▶ TASK INPUT:
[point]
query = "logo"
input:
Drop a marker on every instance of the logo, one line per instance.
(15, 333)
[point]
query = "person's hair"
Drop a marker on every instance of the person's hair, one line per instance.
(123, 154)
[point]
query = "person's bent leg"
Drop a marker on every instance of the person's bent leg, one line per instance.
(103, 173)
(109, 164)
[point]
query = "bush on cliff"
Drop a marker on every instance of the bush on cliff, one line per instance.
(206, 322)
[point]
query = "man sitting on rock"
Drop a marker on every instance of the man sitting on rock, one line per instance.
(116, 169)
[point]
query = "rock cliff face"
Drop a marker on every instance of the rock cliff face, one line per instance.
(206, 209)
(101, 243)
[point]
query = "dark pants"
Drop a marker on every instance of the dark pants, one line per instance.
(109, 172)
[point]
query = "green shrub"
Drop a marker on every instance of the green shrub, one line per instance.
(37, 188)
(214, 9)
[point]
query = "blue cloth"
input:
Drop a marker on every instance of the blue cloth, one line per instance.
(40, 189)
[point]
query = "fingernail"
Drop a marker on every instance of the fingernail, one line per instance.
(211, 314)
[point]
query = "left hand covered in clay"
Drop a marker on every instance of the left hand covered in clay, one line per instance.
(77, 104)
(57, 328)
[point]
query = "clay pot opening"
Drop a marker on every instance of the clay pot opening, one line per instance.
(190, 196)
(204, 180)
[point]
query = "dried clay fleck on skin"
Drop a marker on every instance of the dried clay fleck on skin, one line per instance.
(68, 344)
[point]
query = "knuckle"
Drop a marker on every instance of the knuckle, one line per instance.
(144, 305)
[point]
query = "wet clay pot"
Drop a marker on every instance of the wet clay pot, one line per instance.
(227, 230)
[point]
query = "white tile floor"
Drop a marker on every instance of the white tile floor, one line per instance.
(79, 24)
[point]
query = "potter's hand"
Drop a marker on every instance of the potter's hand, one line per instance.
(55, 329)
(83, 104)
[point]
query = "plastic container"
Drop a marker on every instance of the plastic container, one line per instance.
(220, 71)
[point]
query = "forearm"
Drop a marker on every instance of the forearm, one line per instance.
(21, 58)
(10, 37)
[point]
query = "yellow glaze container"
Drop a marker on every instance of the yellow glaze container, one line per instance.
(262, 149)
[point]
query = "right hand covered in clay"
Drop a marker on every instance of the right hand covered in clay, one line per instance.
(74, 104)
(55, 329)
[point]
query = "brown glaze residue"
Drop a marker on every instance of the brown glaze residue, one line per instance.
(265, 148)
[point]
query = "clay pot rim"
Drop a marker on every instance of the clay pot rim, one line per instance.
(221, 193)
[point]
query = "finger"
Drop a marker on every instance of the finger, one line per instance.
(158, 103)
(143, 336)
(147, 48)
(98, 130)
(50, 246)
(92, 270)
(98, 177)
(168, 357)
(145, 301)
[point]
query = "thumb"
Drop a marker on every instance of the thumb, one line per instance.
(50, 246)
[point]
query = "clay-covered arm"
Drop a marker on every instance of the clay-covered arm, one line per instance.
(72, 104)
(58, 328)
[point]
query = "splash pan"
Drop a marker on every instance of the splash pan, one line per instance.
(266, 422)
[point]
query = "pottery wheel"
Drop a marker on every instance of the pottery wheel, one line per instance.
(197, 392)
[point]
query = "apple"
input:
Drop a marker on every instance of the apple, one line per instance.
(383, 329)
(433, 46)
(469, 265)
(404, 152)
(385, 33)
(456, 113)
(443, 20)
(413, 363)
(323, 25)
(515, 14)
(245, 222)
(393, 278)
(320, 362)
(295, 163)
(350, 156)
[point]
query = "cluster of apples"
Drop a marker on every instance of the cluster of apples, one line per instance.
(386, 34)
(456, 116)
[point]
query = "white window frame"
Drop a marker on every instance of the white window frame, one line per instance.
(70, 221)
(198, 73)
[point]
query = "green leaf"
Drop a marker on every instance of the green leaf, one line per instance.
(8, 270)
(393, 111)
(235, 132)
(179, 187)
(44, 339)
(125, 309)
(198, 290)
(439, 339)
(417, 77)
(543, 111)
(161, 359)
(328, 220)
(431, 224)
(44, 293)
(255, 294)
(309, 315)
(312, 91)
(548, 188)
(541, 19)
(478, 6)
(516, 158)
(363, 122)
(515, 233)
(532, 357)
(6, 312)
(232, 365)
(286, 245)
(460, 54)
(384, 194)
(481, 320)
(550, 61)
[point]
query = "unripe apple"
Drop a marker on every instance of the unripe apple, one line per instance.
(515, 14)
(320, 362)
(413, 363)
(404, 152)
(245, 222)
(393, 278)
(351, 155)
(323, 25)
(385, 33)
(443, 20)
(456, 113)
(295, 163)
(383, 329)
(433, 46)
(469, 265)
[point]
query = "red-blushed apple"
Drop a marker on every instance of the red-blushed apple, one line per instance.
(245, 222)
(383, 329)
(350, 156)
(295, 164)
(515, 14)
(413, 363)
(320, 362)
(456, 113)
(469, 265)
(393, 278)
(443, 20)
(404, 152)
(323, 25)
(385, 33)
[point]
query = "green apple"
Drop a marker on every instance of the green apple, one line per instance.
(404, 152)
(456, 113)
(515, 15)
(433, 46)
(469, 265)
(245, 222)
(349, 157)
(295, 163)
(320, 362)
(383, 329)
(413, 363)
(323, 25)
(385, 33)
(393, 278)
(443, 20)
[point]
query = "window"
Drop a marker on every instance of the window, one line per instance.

▶ WHAT TO DO: Nothing in the records should differ from the original when you retype them.

▶ EXERCISE SOLUTION:
[point]
query = "logo"
input:
Drop a marker on every instance of the logo, one line per instance.
(15, 333)
[point]
query = "person's hair"
Drop a marker on every instance of the person's hair, one line per instance.
(123, 154)
[point]
query = "person's bent leg"
Drop a marker on every instance of the person's bent leg, one line per instance.
(103, 173)
(109, 164)
[point]
query = "bush on cliff"
Drop a marker on every instance of the bush on cliff, one line per instance.
(206, 322)
[point]
query = "man sitting on rock"
Drop a marker on every instance of the man sitting on rock, one line per instance.
(116, 169)
[point]
query = "rock cliff face"
Drop a marker on every instance of the rock cliff face, one line per instance.
(206, 209)
(101, 243)
[point]
query = "dark pants"
Drop a marker on every instance of the dark pants, one line per instance.
(109, 172)
[point]
query = "green shrub"
Drop a marker on every instance of the green shrub, one line per instance.
(37, 188)
(214, 9)
[point]
query = "blue cloth"
input:
Drop a marker on every instance of the blue cloth, one line per instance.
(40, 189)
[point]
query = "fingernail"
Drop a marker on every instance of the fingernail, one line per instance.
(211, 314)
[point]
query = "left hand covered in clay"
Drop a marker on every instance of the left hand covered in clay, one line per instance.
(77, 104)
(57, 328)
[point]
query = "clay pot opening"
Drop a marker on every instance of the clay pot opening, one line per instance.
(190, 196)
(204, 180)
[point]
query = "dried clay fleck on skin"
Drop a marker on every instance of the dried clay fleck on skin, one line per instance.
(68, 344)
[point]
query = "knuckle"
Drop a marker on every instance of the knuckle, one line per instance.
(144, 305)
[point]
query = "wet clay pot"
Drop a marker on every instance of the wet clay pot, one line per instance.
(227, 230)
[point]
query = "white tile floor"
Drop a marker on every instance of the white tile floor, one line per instance.
(79, 24)
[point]
query = "potter's hand"
Drop a marker on every instance of the potter's hand, one line per instance.
(55, 329)
(83, 104)
[point]
query = "plastic container"
Drop a marker on every instance of the plastic container, one line per instance.
(220, 71)
[point]
query = "forearm"
Drop a marker on every instance of the forearm, one line per instance.
(21, 58)
(10, 37)
[point]
query = "yellow glaze container"
Drop a marker on every instance of the yellow glaze container, one line per instance.
(262, 149)
[point]
query = "right hand covered in clay"
Drop a marker on every instance of the right hand covered in clay, one line per instance.
(74, 104)
(55, 329)
[point]
query = "brown glaze residue"
Drop a marker on every instance of the brown glaze residue, one line per instance.
(265, 148)
[point]
query = "clay pot rim"
Drop a marker on every instance of the clay pot rim, one line per instance.
(221, 193)
[point]
query = "finger"
Drop a marker on every instance of the finger, one line per instance.
(158, 103)
(143, 336)
(147, 48)
(98, 130)
(50, 246)
(92, 270)
(98, 177)
(168, 357)
(145, 301)
[point]
query = "thumb"
Drop a marker on every instance of the thumb, one line per instance.
(50, 246)
[point]
query = "clay-covered arm"
Drop a marker on every instance of the clay-covered arm, one line per instance.
(72, 104)
(58, 328)
[point]
query = "splash pan"
Drop a marker on every instance of the splash pan, one line per instance.
(266, 422)
[point]
query = "pottery wheel"
Drop a marker on every instance of the pottery wheel, one line per instance.
(197, 392)
[point]
query = "apple"
input:
Drop a marker on every instance of the apple, one line per instance.
(383, 329)
(433, 46)
(469, 265)
(404, 152)
(385, 33)
(456, 113)
(443, 20)
(413, 363)
(323, 25)
(515, 14)
(245, 222)
(393, 278)
(320, 362)
(295, 163)
(350, 156)
[point]
query = "cluster of apples"
Drop a marker on every instance of the cluster of apples, one line per instance.
(386, 34)
(456, 116)
[point]
query = "white window frame"
Drop a marker on every instance of the white window frame, one line per instance.
(70, 221)
(198, 73)
[point]
query = "green leaf"
Drop a marker on every instance of the green leaf, one line per instance.
(8, 270)
(393, 111)
(235, 132)
(179, 187)
(44, 339)
(125, 309)
(198, 290)
(439, 339)
(417, 77)
(543, 111)
(161, 359)
(328, 220)
(431, 224)
(44, 293)
(255, 294)
(309, 315)
(312, 91)
(548, 188)
(541, 19)
(478, 6)
(516, 158)
(363, 122)
(515, 233)
(532, 357)
(6, 312)
(232, 365)
(286, 245)
(460, 54)
(384, 194)
(481, 320)
(550, 61)
[point]
query = "unripe apple"
Drop a marker on every instance of the unripe apple, one line per instance.
(515, 14)
(320, 362)
(413, 363)
(404, 152)
(245, 222)
(393, 278)
(351, 155)
(323, 25)
(385, 33)
(443, 20)
(456, 113)
(295, 163)
(383, 329)
(433, 46)
(469, 265)
[point]
query = "red-blushed apple"
Drop a marker on every instance of the red-blushed apple, one line per instance.
(245, 222)
(383, 329)
(350, 156)
(295, 164)
(515, 14)
(413, 363)
(320, 362)
(456, 113)
(469, 265)
(393, 278)
(443, 20)
(404, 152)
(323, 25)
(385, 33)
[point]
query = "green apple"
Drop a marker on every instance of the green apple, one line per instance.
(404, 152)
(456, 113)
(515, 15)
(433, 46)
(469, 265)
(245, 222)
(349, 157)
(295, 163)
(320, 362)
(383, 329)
(413, 363)
(323, 25)
(385, 33)
(393, 278)
(443, 20)
[point]
query = "window"
Drop a marker on every instance of the window, one line per instance.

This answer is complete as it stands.